Il contempla le nourrisson en pleurs avec aversion. Puis il vomit sa sentence en un mot : Rouge !
L’analogie s’arrête ici puisque l’auteure sort le Petit Chaperon rouge du registre du conte pour l’ancrer dans un roman fantastique à la cruauté sans détours, mais qui renoue finalement avec une version ancienne du récit dans lequel la fillette triomphe seule du loup. Un moyen de remettre ici l’héroïne éponyme au centre de son histoire et de faire disparaitre l’avantage masculin derrière la réussite de la femme dans tout ce qu’elle représente : la sorcière, la malaimée, la sanglante, l’hystérique… Toutes ces femmes que l’on rencontre finalement tout au long du chemin de Rouge.
Au dessus de sa tête, colorant le ciel, une aube nouvelle se levait. Rouge.
Mais trêve de bavardage sur les origines, revenons-en à cette réécriture très réussie d’un conte vu et revu. Si ce procédé ne me freine jamais, quand bien même je connais déjà l’histoire sur le bout des doigts, j’aime particulièrement quand l’auteur réussi la prouesse d’offrir une toute autre destinée aux personnages de notre enfance. Lorsque l’on fait la connaissance de Rouge, nommée ainsi à cause de son apparence — une tache de naissance cramoisie sur le visage et la poitrine, ainsi qu’une boursouflure sur l’arcade sourcilière —, c’est une adolescente maltraitée et solitaire qui nous fait face. Le village entier la fuit comme la peste et la rend responsable d’une étrange malédiction qui pèse sur Malombre, depuis que sa mère semble avoir pactisé avec le diable et mit au monde Rouge, avant de mourir en couche. Ainsi, le jour de ses premières règles, chaque jeune fille doit quitter le village pour rejoindre la Grand-mère dans la forêt, escortée par des loups pour éviter toute dérobade. Et personne n’en est jamais revenu. Alors, lorsque les règles de Rouge surviennent, le village est en liesse, espérant par ce biais que la malédiction prendra fin avec celle par qui tout a commencé. Mais, ce que les villageois ignorent, c’est que le diable se cache peut-être derrière les traits d’un habitant que rien ne pourrait laisser soupçonner…
Par conséquent, les habitants avaient dû se résigner définitivement à l’évidence : Malombre était damné, et ses filles, condamnées. Tout cela, par la faute originelle de la mère de Rouge.
Commence alors la quête de Rouge. Une quête de vérité mais aussi une quête de liberté. Et dans ce conte actuel, les cartes sont rebattues. Les bons deviennent les mauvais et les méchants des alliés insoupçonnés. Les sujets sont difficiles, délicats et même s’il n’y a rien de beau dans cette histoire, il est plus que nécessaire de se confronter à ces réalités. Il est question de rouge sang, de rouge colère, de rouge tentateur, de rouge démoniaque et de rouge destructeur. Il est question de viol, de maltraitance, de harcèlement, d’obscurantisme religieux, de transsexualité et de féminisme. Il est question d’un cheminement rendu difficile par le fait d’être né de sexe féminin, de la malédiction d’être une femme, du besoin de se dissimuler pour avancer et des violences perpétrées par des hommes qui jamais ne se sentent fautifs. Et finalement, c’est surtout l’histoire d’une émancipation. D’une jeune fille qui devient une femme et qui reprend le pouvoir sur son destin.

▶ [Petit problème 1] D'après la critique de cette réécriture du Petit Chaperon rouge, pourquoi l'héroïne est-elle appelée Rouge ?

▶ [Matériel fourni]
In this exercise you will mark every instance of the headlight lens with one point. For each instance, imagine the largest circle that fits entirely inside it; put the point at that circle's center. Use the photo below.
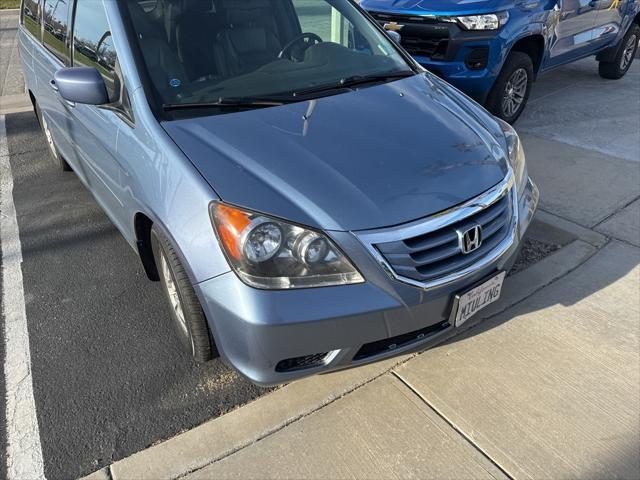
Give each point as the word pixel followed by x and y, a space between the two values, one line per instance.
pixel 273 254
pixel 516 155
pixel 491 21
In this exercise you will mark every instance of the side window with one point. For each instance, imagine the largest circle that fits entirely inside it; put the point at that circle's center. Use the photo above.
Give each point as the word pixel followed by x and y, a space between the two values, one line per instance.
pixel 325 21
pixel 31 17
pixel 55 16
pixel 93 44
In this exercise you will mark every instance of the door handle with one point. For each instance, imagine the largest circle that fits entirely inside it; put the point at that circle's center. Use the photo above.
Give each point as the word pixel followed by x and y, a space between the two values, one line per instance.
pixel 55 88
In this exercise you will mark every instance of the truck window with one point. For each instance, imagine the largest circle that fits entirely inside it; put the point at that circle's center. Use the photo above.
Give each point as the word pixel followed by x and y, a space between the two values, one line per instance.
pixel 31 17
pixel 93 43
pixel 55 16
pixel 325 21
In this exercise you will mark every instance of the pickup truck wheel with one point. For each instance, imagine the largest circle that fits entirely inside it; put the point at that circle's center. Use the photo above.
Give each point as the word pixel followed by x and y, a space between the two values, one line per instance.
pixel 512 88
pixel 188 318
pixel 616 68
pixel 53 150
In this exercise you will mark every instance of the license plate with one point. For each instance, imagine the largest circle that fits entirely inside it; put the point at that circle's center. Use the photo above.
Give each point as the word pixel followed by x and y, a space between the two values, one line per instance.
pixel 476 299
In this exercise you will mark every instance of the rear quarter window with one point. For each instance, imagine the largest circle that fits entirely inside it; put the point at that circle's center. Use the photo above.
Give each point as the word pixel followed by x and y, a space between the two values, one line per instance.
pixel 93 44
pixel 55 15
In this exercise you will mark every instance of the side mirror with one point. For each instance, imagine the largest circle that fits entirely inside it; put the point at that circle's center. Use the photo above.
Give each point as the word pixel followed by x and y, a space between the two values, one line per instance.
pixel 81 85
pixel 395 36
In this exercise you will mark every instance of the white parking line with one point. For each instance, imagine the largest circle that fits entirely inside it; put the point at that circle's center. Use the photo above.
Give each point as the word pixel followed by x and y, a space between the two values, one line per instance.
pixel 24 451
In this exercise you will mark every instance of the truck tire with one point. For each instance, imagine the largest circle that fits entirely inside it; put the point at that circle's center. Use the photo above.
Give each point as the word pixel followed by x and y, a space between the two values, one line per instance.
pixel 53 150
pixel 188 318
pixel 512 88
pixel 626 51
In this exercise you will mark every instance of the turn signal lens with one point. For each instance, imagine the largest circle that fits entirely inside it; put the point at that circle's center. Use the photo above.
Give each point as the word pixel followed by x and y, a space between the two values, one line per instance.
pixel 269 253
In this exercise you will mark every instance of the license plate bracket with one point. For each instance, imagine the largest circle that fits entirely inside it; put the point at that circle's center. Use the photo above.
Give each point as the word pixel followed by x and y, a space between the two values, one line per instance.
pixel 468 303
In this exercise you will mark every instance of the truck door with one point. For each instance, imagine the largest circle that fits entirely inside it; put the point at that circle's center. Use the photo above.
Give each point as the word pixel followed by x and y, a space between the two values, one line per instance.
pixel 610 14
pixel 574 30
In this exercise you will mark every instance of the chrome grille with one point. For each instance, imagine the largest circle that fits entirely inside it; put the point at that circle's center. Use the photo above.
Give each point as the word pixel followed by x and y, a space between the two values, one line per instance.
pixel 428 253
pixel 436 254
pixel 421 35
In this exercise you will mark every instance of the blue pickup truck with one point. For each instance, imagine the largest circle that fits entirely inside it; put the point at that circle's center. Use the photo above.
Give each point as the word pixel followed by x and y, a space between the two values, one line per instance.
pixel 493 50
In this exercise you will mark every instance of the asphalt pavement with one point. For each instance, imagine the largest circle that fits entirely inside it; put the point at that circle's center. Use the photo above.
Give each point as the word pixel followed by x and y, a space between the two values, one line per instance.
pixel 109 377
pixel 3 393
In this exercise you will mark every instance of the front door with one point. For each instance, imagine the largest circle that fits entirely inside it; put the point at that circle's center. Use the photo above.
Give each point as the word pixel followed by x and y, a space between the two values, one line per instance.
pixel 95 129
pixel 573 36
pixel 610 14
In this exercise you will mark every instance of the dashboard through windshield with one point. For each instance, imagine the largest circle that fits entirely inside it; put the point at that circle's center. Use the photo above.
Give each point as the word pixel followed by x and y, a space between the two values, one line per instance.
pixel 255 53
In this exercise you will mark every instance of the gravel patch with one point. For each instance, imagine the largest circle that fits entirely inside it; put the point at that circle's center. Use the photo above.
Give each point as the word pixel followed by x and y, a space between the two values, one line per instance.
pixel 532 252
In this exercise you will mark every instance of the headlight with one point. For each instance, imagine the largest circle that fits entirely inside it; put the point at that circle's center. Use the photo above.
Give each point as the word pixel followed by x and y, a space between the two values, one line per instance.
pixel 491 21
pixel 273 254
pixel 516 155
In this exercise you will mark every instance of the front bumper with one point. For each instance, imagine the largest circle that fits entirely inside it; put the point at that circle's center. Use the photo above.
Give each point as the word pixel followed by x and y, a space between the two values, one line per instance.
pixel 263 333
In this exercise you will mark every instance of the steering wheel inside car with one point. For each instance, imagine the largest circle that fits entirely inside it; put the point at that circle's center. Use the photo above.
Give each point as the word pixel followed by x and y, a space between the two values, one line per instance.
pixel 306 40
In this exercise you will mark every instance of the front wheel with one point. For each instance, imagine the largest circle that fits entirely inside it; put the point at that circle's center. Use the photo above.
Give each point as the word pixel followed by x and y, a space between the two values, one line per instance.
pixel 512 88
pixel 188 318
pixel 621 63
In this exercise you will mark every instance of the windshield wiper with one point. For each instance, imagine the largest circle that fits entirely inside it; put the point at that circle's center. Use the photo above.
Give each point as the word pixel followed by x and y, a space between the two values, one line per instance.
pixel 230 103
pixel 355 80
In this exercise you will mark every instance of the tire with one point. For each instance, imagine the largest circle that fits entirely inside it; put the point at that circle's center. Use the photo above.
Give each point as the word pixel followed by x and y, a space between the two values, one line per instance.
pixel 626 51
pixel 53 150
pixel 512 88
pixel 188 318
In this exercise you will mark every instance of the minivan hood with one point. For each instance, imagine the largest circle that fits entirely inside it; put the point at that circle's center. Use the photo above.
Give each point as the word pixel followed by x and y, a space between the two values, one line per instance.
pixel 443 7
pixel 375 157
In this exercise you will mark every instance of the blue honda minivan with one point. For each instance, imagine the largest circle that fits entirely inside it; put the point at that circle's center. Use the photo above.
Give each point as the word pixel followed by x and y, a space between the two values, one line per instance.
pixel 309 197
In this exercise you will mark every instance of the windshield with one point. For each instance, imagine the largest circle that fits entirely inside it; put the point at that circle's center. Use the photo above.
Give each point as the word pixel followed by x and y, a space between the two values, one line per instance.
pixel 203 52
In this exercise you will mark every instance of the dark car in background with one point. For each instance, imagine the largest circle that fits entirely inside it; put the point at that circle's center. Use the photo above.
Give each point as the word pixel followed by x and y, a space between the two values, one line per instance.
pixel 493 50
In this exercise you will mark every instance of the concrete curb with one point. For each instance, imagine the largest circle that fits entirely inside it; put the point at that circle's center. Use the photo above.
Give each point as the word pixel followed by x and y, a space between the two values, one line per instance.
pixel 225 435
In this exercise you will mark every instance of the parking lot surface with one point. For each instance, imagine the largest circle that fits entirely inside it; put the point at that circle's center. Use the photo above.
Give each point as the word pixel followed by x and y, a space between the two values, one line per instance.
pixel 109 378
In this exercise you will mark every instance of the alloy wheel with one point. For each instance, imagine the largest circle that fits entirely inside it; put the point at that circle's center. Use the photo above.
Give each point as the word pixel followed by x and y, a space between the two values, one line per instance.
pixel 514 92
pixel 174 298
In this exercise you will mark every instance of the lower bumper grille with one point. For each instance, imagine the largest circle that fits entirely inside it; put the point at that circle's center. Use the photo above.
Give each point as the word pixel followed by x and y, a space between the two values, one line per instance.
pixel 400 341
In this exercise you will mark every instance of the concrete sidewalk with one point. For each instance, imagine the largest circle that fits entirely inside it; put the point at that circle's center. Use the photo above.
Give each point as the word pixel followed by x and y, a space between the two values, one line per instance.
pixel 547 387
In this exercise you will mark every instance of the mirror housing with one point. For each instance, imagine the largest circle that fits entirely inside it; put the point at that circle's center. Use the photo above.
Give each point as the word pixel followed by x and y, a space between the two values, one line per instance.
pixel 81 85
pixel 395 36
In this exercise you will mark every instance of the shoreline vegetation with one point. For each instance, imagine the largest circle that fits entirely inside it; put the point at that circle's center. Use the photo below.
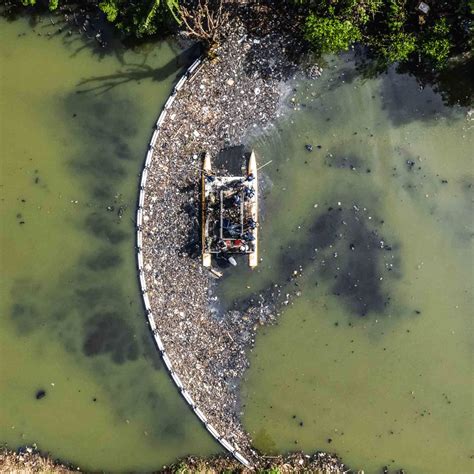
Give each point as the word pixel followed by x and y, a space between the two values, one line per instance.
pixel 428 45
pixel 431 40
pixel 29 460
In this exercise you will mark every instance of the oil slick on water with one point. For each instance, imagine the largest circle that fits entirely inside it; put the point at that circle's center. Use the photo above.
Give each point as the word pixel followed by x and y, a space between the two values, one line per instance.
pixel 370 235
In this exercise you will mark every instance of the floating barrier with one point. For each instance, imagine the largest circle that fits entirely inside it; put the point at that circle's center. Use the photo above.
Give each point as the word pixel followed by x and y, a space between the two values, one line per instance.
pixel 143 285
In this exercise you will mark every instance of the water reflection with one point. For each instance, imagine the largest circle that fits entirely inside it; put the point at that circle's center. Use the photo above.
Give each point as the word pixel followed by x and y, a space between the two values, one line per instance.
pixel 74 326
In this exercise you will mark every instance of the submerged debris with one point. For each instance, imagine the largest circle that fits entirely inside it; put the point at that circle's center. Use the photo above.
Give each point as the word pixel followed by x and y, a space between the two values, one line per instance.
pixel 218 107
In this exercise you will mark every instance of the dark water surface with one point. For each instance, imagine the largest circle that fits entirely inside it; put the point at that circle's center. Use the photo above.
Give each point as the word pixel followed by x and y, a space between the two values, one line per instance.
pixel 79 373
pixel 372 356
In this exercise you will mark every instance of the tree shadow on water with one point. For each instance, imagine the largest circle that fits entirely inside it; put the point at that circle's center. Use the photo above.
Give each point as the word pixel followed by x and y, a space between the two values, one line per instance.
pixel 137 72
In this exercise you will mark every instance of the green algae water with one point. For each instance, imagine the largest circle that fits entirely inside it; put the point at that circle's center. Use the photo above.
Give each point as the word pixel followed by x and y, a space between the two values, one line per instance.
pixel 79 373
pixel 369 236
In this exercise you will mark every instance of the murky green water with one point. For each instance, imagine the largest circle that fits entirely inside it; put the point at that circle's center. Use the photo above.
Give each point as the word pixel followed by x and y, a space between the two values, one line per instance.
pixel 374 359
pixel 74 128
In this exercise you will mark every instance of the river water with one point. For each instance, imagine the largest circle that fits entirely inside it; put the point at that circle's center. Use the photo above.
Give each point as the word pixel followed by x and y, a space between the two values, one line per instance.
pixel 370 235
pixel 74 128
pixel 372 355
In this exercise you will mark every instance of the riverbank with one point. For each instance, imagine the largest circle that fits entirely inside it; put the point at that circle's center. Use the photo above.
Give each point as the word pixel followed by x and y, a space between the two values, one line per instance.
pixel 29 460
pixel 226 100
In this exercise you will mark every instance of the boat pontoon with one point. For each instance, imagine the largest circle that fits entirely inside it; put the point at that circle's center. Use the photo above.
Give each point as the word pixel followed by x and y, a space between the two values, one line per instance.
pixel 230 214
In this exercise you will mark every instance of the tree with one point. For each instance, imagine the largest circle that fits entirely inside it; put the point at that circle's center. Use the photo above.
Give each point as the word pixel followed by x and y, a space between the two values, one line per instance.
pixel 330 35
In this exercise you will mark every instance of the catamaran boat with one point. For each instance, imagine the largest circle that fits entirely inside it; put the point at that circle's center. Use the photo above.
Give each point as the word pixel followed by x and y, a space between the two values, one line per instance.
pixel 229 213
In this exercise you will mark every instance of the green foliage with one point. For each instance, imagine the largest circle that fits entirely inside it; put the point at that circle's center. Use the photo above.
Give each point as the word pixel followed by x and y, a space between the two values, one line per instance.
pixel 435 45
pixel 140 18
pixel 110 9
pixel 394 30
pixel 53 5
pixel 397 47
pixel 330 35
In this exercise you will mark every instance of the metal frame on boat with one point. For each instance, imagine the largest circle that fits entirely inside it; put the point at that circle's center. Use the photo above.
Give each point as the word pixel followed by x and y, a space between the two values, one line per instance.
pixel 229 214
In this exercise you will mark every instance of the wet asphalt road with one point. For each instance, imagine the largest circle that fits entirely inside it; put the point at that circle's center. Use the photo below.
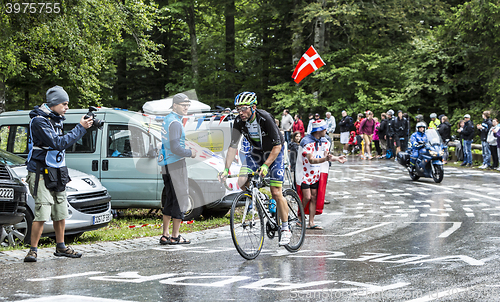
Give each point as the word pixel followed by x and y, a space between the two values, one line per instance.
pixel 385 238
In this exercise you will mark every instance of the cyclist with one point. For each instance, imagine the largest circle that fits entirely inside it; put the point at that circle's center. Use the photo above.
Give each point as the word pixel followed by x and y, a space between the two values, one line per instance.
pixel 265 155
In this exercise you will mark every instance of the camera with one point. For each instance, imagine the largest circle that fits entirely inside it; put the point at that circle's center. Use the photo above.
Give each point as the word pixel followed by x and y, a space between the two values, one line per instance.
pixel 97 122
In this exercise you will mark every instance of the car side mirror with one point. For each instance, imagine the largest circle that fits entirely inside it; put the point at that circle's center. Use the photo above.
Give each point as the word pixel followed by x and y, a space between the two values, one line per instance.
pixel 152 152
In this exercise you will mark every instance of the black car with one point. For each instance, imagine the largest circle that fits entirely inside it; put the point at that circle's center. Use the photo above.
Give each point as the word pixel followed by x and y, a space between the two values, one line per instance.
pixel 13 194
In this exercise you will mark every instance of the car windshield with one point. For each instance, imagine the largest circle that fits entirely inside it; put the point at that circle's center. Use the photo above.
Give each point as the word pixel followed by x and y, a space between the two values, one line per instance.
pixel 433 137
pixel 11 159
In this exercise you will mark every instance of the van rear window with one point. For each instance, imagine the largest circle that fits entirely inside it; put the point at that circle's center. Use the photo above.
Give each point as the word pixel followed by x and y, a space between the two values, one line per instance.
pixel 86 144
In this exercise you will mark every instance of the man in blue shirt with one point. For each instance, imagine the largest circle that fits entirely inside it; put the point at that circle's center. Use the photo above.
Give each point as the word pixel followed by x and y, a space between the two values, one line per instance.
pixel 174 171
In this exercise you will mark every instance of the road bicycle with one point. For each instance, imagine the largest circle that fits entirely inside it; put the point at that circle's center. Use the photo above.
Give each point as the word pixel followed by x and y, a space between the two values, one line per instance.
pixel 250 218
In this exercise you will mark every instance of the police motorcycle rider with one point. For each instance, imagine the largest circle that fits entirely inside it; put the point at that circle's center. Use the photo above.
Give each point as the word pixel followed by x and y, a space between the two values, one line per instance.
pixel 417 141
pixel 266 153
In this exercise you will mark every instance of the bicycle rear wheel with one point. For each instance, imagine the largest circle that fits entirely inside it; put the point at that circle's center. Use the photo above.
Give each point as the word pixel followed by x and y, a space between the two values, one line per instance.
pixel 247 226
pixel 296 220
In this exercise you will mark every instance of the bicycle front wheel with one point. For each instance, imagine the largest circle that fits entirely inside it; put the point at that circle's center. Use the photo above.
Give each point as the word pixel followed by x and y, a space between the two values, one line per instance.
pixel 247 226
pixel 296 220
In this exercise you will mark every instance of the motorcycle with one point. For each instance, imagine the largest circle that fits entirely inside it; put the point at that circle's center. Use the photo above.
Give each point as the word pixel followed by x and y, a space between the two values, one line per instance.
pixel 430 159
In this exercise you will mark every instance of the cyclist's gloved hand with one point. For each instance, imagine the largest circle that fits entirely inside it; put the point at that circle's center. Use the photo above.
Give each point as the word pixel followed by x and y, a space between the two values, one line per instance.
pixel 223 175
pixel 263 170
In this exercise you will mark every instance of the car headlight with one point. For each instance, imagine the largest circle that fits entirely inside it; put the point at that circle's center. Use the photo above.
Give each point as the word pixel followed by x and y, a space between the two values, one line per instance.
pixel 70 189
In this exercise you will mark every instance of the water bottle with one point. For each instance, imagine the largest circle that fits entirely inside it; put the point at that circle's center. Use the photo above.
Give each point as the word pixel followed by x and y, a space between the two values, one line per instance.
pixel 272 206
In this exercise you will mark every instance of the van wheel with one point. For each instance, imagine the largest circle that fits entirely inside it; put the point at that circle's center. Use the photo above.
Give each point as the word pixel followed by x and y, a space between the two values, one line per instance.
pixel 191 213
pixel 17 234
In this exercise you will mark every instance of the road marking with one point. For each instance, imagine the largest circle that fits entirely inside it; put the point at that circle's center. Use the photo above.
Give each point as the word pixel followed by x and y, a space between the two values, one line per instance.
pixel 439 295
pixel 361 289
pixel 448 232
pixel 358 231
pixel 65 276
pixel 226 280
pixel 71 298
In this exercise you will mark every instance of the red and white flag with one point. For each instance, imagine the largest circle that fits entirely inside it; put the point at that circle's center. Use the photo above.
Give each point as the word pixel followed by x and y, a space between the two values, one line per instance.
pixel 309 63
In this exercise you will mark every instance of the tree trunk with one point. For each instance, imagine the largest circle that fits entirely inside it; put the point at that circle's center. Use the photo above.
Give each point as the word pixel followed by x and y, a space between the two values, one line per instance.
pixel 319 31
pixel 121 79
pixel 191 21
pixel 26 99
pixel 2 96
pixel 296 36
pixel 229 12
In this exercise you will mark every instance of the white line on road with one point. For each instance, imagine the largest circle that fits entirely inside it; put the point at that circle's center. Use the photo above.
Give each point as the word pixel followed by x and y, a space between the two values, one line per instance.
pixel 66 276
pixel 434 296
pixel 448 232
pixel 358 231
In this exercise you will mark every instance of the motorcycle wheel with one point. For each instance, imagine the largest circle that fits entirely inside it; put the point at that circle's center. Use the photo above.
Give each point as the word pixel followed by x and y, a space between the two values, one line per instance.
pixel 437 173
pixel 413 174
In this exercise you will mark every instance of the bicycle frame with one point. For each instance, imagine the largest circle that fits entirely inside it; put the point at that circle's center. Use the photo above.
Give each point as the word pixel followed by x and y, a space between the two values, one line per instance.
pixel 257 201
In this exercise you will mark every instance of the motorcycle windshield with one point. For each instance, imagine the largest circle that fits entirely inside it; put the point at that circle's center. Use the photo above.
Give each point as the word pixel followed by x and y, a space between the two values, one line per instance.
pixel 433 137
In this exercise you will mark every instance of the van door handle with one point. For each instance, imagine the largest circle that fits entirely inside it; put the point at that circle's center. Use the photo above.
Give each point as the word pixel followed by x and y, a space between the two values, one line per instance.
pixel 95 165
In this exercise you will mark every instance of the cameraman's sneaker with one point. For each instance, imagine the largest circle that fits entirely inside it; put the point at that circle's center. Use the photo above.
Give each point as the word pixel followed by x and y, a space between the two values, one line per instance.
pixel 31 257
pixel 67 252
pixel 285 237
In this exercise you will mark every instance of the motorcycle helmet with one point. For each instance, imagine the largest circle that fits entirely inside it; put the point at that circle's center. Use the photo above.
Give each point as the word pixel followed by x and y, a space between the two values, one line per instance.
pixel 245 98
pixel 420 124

▶ [Petit problème 2] Mettez sous forme de liste JSON de chaînes, une par ligne et sans les lignes vides, tout ce qui va dans le listing de la ligne contenant "the car headlight" jusqu'à celle contenant "pixel 309 63", ces deux lignes comprises.

▶ [Résultat obtenu 1] À cause de son apparence : une tache de naissance cramoisie sur le visage et la poitrine, ainsi qu'une boursouflure sur l'arcade sourcilière.

▶ [Résultat obtenu 2]
[
  "In this exercise you will mark every instance of the car headlight with one point. For each instance, imagine the largest circle that fits entirely inside it; put the point at that circle's center. Use the photo above.",
  "Give each point as the word pixel followed by x and y, a space between the two values, one line per instance.",
  "pixel 70 189",
  "In this exercise you will mark every instance of the water bottle with one point. For each instance, imagine the largest circle that fits entirely inside it; put the point at that circle's center. Use the photo above.",
  "Give each point as the word pixel followed by x and y, a space between the two values, one line per instance.",
  "pixel 272 206",
  "In this exercise you will mark every instance of the van wheel with one point. For each instance, imagine the largest circle that fits entirely inside it; put the point at that circle's center. Use the photo above.",
  "Give each point as the word pixel followed by x and y, a space between the two values, one line per instance.",
  "pixel 191 213",
  "pixel 17 234",
  "In this exercise you will mark every instance of the road marking with one point. For each instance, imagine the largest circle that fits entirely inside it; put the point at that circle's center. Use the photo above.",
  "Give each point as the word pixel followed by x and y, a space between the two values, one line per instance.",
  "pixel 439 295",
  "pixel 361 289",
  "pixel 448 232",
  "pixel 358 231",
  "pixel 65 276",
  "pixel 226 280",
  "pixel 71 298",
  "In this exercise you will mark every instance of the red and white flag with one point. For each instance, imagine the largest circle that fits entirely inside it; put the point at that circle's center. Use the photo above.",
  "Give each point as the word pixel followed by x and y, a space between the two values, one line per instance.",
  "pixel 309 63"
]